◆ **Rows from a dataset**
## Start
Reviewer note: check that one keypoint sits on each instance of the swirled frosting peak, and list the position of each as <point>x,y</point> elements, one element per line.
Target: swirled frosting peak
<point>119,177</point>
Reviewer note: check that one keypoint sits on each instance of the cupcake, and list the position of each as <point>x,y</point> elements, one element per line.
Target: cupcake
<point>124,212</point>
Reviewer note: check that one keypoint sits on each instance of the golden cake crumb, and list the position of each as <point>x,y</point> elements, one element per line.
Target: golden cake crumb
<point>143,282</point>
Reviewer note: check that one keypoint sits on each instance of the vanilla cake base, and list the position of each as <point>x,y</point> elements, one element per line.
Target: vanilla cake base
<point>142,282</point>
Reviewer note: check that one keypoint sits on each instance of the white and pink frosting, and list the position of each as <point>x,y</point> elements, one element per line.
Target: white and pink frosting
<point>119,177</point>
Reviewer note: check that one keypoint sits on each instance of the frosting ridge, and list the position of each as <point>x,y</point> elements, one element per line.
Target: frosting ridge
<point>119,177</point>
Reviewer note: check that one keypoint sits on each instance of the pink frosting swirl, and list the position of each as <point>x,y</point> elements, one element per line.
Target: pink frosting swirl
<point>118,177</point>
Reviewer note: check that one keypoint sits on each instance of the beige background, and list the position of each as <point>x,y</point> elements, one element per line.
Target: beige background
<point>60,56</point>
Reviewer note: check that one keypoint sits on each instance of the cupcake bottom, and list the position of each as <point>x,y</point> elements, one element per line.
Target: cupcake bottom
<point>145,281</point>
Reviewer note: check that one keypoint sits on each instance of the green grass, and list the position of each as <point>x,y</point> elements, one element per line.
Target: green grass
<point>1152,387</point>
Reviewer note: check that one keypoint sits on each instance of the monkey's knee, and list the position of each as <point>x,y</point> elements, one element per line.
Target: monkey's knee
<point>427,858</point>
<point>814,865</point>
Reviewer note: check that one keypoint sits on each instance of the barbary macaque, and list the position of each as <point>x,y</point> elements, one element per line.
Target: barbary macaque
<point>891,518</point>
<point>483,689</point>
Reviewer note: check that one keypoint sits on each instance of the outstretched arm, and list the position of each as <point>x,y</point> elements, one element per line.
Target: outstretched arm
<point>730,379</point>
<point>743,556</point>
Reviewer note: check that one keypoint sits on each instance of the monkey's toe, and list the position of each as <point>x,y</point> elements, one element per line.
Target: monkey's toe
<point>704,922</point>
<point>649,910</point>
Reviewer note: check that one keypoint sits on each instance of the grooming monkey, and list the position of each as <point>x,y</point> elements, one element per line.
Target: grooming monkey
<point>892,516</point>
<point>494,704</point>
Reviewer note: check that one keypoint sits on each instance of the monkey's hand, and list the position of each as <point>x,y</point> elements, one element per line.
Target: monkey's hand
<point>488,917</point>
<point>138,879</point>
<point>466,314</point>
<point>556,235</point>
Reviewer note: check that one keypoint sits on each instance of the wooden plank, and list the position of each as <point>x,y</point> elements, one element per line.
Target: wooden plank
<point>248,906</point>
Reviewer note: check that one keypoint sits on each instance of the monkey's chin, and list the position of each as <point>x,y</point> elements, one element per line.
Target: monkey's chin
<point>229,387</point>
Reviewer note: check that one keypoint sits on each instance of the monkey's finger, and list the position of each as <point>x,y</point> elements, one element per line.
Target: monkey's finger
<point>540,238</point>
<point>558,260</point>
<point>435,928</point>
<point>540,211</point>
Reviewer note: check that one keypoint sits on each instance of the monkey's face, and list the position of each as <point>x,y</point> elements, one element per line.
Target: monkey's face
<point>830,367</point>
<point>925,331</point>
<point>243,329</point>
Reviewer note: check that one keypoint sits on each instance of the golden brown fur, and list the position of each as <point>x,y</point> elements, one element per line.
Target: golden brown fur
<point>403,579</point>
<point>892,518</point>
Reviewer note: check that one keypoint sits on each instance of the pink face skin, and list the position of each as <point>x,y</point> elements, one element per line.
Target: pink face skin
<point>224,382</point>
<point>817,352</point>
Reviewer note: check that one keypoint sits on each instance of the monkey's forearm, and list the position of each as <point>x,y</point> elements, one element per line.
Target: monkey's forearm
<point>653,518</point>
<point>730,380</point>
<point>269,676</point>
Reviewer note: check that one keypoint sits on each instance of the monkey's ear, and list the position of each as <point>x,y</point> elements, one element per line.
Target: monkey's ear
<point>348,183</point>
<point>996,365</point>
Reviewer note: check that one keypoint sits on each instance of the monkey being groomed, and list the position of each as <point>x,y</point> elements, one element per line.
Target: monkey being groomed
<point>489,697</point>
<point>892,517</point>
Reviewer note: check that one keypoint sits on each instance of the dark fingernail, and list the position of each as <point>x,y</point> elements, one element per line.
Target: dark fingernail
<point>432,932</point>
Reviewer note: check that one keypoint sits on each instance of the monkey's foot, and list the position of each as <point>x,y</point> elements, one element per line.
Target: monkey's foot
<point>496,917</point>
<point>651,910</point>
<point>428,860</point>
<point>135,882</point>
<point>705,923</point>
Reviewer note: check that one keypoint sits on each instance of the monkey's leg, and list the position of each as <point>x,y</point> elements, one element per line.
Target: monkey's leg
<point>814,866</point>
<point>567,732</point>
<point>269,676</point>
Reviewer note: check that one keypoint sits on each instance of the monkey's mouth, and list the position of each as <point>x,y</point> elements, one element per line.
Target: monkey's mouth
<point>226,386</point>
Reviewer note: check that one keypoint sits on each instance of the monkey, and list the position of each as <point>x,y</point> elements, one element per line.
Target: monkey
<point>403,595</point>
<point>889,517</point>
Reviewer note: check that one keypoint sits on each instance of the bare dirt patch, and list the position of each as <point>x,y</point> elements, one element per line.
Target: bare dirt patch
## End
◆ **Short exercise**
Rewrite every line of the material as a Markdown table with the columns "Row" and "Line", numbering the rows in order and leaving out blank lines.

◆ **Task answer**
| Row | Line |
|---|---|
| 1 | Reviewer note: check that one keypoint sits on each instance of the swirled frosting peak, and list the position of each as <point>x,y</point> elements, one element per line. |
| 2 | Target: swirled frosting peak |
| 3 | <point>119,177</point> |
| 4 | Reviewer note: check that one keypoint sits on each instance of the cupcake, and list the position of each as <point>x,y</point> elements, one element per line. |
| 5 | Target: cupcake |
| 6 | <point>124,212</point> |
| 7 | Reviewer note: check that one keypoint sits on each instance of the golden cake crumb, and list the position of each as <point>x,y</point> elements, one element per line. |
| 8 | Target: golden cake crumb |
| 9 | <point>143,282</point> |
| 10 | Reviewer note: check that one keypoint sits on each instance of the vanilla cake base, and list the position of each as <point>x,y</point> elements, one element per line. |
| 11 | Target: vanilla cake base |
| 12 | <point>142,282</point> |
| 13 | Reviewer note: check that one keypoint sits on each instance of the white and pink frosting, and list the position of each as <point>x,y</point> elements, one element per line. |
| 14 | Target: white and pink frosting |
| 15 | <point>119,177</point> |
| 16 | Reviewer note: check that one keypoint sits on each instance of the frosting ridge, and list the position of each as <point>x,y</point> elements, one element per line. |
| 17 | Target: frosting ridge |
| 18 | <point>119,177</point> |
| 19 | Reviewer note: check that one keypoint sits on each instance of the pink frosting swirl, and list the position of each as <point>x,y</point> elements, one element per line. |
| 20 | Target: pink frosting swirl |
| 21 | <point>118,177</point> |
| 22 | Reviewer note: check that one keypoint sits on each instance of the beige background, and list the position of each as <point>x,y</point> elements, one element per line. |
| 23 | Target: beige background |
| 24 | <point>60,56</point> |
| 25 | Reviewer note: check that one keypoint sits on each instance of the cupcake bottom, and list the position of each as <point>x,y</point> elements, one element per line. |
| 26 | Target: cupcake bottom |
| 27 | <point>145,281</point> |
| 28 | Reviewer note: check that one keypoint sits on each instance of the green grass, and list the position of each as <point>x,y</point> elements, one element per line. |
| 29 | Target: green grass |
| 30 | <point>1152,387</point> |
| 31 | Reviewer note: check that one keypoint sits on each instance of the monkey's knee, and list the position of each as <point>x,y</point> elements, one element per line. |
| 32 | Target: monkey's knee |
| 33 | <point>427,858</point> |
| 34 | <point>814,865</point> |
| 35 | Reviewer note: check that one keypoint sits on each instance of the barbary macaque, and list the position of each as <point>x,y</point> elements, one element per line. |
| 36 | Target: barbary macaque |
| 37 | <point>891,518</point> |
| 38 | <point>483,689</point> |
| 39 | Reviewer note: check that one keypoint sits on each instance of the outstretched arm, and list the position of each as <point>x,y</point> elements, one element per line. |
| 40 | Target: outstretched arm |
| 41 | <point>730,379</point> |
| 42 | <point>743,556</point> |
| 43 | Reviewer note: check that one keypoint sits on each instance of the monkey's toe, and list the position of each as <point>x,y</point> elements, one element per line. |
| 44 | Target: monkey's toe |
| 45 | <point>704,922</point> |
| 46 | <point>649,910</point> |
| 47 | Reviewer note: check that one keypoint sits on each instance of the grooming monkey, and list the position of each as <point>x,y</point> elements, one element per line. |
| 48 | Target: grooming monkey |
| 49 | <point>892,516</point> |
| 50 | <point>494,704</point> |
| 51 | Reviewer note: check that one keypoint sits on each instance of the monkey's hand, and list the position of each as <point>x,y</point> elements, one element per line. |
| 52 | Target: monkey's hand |
| 53 | <point>488,917</point> |
| 54 | <point>138,879</point> |
| 55 | <point>466,314</point> |
| 56 | <point>556,235</point> |
| 57 | Reviewer note: check that one keypoint sits on each instance of the wooden plank, and list the position of each as <point>x,y</point> elements, one element per line. |
| 58 | Target: wooden plank |
| 59 | <point>248,906</point> |
| 60 | Reviewer note: check that one keypoint sits on each instance of the monkey's chin, and list the position of each as <point>x,y</point> elements, one element per line. |
| 61 | Target: monkey's chin |
| 62 | <point>229,387</point> |
| 63 | Reviewer note: check that one keypoint sits on each instance of the monkey's finger, and list the position of each as <point>x,y</point> elements, one element per line. |
| 64 | Target: monkey's finger |
| 65 | <point>540,238</point> |
| 66 | <point>558,260</point> |
| 67 | <point>435,928</point> |
| 68 | <point>540,211</point> |
| 69 | Reviewer note: check that one keypoint sits on each instance of the monkey's face, and list the position of each as <point>x,y</point> elements, one element per line. |
| 70 | Target: monkey's face |
| 71 | <point>830,367</point> |
| 72 | <point>925,331</point> |
| 73 | <point>243,329</point> |
| 74 | Reviewer note: check that one keypoint sits on each instance of the golden brown fur, and list the position of each as <point>x,y</point> elements, one element per line. |
| 75 | Target: golden brown fur |
| 76 | <point>403,579</point> |
| 77 | <point>892,518</point> |
| 78 | Reviewer note: check that one keypoint sits on each instance of the pink face skin, and list the position of each as <point>x,y</point> elements, one element per line. |
| 79 | Target: pink face skin |
| 80 | <point>224,382</point> |
| 81 | <point>817,352</point> |
| 82 | Reviewer note: check that one keypoint sits on each instance of the monkey's forearm, and list the position of each as <point>x,y</point> elements, one element per line. |
| 83 | Target: monkey's forearm |
| 84 | <point>653,518</point> |
| 85 | <point>730,380</point> |
| 86 | <point>269,676</point> |
| 87 | Reviewer note: check that one keypoint sits on each instance of the monkey's ear, and list the position of each as <point>x,y</point> elements, one element per line. |
| 88 | Target: monkey's ear |
| 89 | <point>348,183</point> |
| 90 | <point>996,365</point> |
| 91 | Reviewer note: check that one keypoint sits on each instance of the monkey being groomed, and list the position of each as <point>x,y</point> elements, one element per line. |
| 92 | Target: monkey being groomed |
| 93 | <point>489,697</point> |
| 94 | <point>892,517</point> |
| 95 | Reviewer note: check that one keypoint sits on each instance of the dark fingernail, and list the position of each as <point>x,y</point> elements, one element per line. |
| 96 | Target: dark fingernail |
| 97 | <point>432,932</point> |
| 98 | Reviewer note: check that one keypoint sits on each instance of the monkey's foot, and list the position of each as <point>x,y</point> elements, one element per line. |
| 99 | Target: monkey's foot |
| 100 | <point>496,917</point> |
| 101 | <point>651,910</point> |
| 102 | <point>428,860</point> |
| 103 | <point>135,882</point> |
| 104 | <point>705,923</point> |
| 105 | Reviewer note: check that one keypoint sits on each instance of the monkey's leg, and list the position of each as <point>x,y</point> elements, one element per line. |
| 106 | Target: monkey's leg |
| 107 | <point>814,866</point> |
| 108 | <point>567,732</point> |
| 109 | <point>269,676</point> |
| 110 | Reviewer note: check that one keypoint sits on each instance of the monkey's mouth, and list the position of each as <point>x,y</point> elements, one element per line. |
| 111 | Target: monkey's mouth |
| 112 | <point>226,386</point> |
| 113 | Reviewer note: check that one keypoint sits on each instance of the monkey, and list the position of each as <point>x,y</point> elements, one element per line. |
| 114 | Target: monkey |
| 115 | <point>403,595</point> |
| 116 | <point>889,517</point> |
| 117 | Reviewer note: check that one keypoint sits on each instance of the bare dirt patch, and list the position of each as <point>x,y</point> elements, one element per line. |
| 118 | Target: bare dirt patch |